Items
============================================================
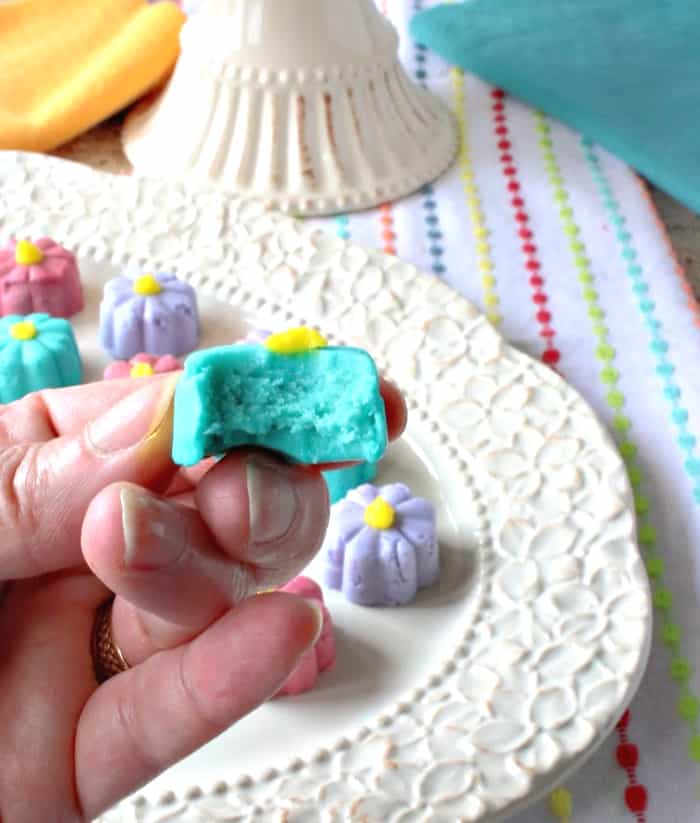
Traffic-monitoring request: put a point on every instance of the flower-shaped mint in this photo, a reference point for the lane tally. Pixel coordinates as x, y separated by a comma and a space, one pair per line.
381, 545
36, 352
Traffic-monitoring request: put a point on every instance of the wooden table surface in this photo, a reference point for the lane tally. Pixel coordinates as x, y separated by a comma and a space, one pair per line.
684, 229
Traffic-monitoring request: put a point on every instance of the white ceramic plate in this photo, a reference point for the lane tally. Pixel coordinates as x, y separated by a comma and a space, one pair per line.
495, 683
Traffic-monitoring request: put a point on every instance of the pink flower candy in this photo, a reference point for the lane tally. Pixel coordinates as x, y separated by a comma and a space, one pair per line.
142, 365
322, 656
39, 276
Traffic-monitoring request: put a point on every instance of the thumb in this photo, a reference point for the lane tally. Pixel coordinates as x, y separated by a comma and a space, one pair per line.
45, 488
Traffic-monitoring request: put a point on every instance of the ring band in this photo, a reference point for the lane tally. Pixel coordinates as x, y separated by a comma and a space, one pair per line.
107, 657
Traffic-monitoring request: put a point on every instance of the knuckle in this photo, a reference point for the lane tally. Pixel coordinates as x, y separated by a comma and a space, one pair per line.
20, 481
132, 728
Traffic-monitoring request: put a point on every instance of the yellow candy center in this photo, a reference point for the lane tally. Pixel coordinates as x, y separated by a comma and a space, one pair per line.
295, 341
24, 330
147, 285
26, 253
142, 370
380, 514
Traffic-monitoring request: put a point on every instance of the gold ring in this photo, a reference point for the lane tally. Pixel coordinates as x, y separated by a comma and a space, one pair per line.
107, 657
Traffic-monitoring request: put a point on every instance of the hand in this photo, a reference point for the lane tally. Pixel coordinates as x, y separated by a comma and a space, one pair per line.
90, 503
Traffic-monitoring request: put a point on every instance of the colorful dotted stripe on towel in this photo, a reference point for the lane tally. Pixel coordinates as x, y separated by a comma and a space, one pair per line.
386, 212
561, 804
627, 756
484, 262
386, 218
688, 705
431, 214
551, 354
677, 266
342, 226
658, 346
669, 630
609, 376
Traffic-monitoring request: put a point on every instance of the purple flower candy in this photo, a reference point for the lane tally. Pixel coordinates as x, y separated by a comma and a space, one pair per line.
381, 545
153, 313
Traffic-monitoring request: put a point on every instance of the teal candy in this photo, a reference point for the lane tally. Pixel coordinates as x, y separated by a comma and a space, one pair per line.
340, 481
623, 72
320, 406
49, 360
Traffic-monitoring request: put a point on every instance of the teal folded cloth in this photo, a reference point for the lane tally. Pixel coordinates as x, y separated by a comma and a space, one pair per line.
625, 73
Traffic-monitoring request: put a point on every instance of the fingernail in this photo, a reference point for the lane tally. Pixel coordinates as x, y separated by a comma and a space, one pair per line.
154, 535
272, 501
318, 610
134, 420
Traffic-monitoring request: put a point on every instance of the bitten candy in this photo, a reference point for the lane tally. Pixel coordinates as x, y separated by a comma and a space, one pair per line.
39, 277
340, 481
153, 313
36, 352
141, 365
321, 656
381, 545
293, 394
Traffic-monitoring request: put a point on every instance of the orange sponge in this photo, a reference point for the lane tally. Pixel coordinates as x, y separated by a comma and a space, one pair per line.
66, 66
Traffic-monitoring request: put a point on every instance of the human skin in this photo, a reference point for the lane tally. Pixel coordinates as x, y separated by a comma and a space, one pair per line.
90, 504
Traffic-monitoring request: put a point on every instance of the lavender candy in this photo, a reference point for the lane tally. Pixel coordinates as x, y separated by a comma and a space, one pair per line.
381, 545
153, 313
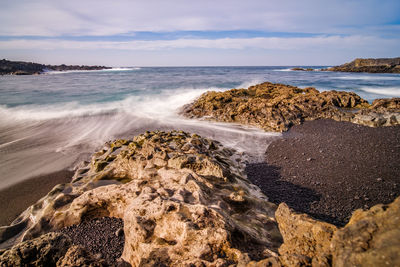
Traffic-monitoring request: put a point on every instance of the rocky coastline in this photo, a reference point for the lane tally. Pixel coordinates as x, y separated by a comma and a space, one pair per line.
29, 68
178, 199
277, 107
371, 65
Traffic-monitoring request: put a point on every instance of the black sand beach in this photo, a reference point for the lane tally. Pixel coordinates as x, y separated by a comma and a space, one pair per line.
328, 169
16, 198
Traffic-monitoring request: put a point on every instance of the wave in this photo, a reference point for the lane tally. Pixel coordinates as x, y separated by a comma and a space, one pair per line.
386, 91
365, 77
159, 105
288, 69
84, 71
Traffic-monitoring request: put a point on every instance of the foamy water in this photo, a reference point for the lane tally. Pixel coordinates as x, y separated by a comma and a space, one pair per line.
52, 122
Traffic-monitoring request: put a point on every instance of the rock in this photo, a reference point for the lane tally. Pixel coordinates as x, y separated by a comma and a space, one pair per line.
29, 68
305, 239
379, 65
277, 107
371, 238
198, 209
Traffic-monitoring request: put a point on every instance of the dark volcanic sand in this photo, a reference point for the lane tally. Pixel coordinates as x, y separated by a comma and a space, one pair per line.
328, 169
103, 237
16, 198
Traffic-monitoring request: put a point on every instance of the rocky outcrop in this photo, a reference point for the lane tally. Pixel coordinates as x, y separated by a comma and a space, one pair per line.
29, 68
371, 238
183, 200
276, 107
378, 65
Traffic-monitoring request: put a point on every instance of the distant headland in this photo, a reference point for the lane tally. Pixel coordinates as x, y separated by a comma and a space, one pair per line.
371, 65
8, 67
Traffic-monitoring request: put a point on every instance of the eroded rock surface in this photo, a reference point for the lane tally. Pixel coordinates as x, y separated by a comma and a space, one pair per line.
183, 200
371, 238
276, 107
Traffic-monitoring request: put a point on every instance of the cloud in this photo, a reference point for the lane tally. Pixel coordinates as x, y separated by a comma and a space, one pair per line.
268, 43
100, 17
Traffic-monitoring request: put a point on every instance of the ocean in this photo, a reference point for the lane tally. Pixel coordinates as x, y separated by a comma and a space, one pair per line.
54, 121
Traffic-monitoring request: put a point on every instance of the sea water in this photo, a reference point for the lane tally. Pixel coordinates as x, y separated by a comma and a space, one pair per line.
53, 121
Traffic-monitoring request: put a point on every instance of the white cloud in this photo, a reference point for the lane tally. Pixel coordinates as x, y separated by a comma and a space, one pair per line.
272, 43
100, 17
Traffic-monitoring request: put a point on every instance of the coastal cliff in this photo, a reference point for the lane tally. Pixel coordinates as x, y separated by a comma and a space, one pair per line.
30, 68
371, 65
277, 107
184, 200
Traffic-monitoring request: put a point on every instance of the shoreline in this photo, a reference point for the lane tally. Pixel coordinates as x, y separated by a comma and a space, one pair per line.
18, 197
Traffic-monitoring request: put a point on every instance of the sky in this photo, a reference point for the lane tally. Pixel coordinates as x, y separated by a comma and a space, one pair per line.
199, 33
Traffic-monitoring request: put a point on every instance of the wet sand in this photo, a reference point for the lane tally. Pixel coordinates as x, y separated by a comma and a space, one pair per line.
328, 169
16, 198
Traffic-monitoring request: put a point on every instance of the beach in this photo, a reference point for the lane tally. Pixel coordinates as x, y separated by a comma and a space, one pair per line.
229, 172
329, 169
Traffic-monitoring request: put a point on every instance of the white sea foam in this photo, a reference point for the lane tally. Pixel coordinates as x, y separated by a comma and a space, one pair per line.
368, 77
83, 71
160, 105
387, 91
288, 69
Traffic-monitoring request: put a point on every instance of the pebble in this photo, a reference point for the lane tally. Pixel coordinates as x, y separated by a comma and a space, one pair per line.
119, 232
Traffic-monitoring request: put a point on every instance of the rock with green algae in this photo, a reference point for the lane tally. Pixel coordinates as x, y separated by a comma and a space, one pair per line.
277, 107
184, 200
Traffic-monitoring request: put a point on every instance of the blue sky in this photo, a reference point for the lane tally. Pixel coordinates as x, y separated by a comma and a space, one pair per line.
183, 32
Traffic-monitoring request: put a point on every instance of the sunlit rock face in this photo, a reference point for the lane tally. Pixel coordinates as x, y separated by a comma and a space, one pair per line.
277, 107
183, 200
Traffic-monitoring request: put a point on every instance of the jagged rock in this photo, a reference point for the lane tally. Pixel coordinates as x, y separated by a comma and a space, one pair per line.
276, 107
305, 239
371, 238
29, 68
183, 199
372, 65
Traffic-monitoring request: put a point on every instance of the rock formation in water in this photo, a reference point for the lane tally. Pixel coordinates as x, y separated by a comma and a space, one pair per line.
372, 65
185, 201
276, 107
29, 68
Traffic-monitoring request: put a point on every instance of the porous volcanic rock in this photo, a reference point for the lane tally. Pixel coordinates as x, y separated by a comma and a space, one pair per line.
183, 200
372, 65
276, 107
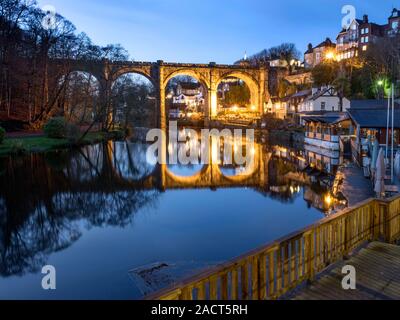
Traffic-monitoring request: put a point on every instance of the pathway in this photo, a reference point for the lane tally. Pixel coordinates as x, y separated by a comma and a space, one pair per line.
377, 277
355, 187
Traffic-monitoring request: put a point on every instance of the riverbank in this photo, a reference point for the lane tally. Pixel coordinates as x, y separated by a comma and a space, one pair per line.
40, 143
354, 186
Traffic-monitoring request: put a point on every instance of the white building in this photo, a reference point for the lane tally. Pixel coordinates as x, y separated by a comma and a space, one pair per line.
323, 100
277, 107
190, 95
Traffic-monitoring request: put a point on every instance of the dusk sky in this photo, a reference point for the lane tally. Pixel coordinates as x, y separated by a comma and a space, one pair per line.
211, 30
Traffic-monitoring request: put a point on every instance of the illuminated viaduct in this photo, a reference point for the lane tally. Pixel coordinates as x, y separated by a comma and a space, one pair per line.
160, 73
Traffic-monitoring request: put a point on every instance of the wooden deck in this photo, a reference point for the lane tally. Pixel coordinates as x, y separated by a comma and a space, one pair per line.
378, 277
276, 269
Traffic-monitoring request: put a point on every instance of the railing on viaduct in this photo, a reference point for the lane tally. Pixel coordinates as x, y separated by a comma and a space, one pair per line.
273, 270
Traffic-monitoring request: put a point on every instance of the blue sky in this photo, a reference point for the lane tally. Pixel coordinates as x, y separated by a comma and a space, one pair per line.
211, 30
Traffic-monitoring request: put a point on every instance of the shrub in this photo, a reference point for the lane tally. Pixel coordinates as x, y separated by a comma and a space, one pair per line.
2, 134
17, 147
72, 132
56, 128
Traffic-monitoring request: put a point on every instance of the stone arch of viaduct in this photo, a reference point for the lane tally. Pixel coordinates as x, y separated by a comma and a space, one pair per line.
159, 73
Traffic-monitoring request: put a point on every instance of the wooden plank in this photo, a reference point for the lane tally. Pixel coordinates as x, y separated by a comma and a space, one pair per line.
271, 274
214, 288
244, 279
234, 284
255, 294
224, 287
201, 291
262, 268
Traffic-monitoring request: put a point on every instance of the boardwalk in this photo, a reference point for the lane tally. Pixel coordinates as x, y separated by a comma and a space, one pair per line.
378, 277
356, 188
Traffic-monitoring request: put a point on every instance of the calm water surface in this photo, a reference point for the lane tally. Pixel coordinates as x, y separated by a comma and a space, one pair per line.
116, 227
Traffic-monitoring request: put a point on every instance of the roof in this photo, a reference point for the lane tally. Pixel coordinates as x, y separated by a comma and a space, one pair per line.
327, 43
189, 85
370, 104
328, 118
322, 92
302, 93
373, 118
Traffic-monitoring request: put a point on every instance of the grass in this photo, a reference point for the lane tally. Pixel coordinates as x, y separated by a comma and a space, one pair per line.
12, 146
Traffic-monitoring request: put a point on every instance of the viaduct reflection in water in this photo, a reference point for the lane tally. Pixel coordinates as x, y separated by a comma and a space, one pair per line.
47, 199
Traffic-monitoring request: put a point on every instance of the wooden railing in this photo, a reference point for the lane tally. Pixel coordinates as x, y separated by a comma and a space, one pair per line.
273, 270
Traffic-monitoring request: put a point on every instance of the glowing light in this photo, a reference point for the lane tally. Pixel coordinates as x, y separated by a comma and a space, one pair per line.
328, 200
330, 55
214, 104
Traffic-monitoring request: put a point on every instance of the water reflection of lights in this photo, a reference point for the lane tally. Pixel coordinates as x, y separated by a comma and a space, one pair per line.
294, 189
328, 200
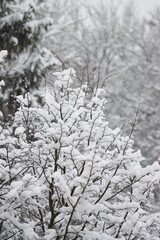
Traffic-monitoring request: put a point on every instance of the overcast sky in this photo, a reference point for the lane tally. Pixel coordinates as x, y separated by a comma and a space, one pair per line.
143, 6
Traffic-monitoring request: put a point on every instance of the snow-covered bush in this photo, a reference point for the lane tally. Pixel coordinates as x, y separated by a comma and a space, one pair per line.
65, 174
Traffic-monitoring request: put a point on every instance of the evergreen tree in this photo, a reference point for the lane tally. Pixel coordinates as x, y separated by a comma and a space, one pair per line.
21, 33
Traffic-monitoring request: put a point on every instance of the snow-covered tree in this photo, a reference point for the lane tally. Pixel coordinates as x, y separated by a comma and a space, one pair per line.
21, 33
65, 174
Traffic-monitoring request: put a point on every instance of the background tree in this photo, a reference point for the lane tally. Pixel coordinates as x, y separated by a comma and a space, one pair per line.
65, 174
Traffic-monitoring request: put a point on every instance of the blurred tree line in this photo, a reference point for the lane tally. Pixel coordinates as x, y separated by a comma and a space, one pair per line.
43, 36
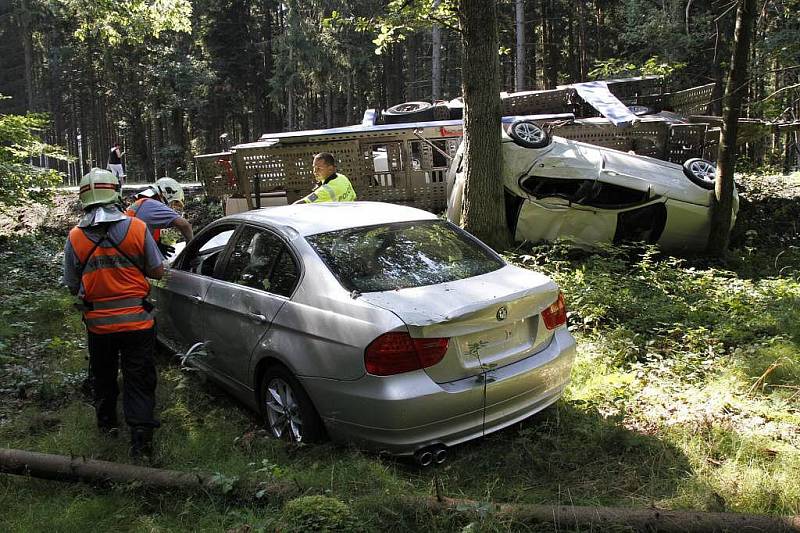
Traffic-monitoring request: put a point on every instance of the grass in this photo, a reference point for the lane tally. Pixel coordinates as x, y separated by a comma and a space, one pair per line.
============================================================
The task
Rewrite the part of the items that opens with the line containing "of the blurred" and closes with the last line of the items, replacing "lane tally" with "lane count" and leaving everything else unchanged. Omit the pictures from your answer.

Complete answer
Traffic-monitoring request: put a point on every instance of the blurred tree line in this photo, a reference point for the lane count. Pixel coordinates as x, y separated by a comma and a space, one pair per line.
43, 36
Traffic-monitoring request: put a point on every instance of the grass in this photo, a reference point for the lane count. Pixel coordinates as x, y separated by a comma and a space, one pair per line.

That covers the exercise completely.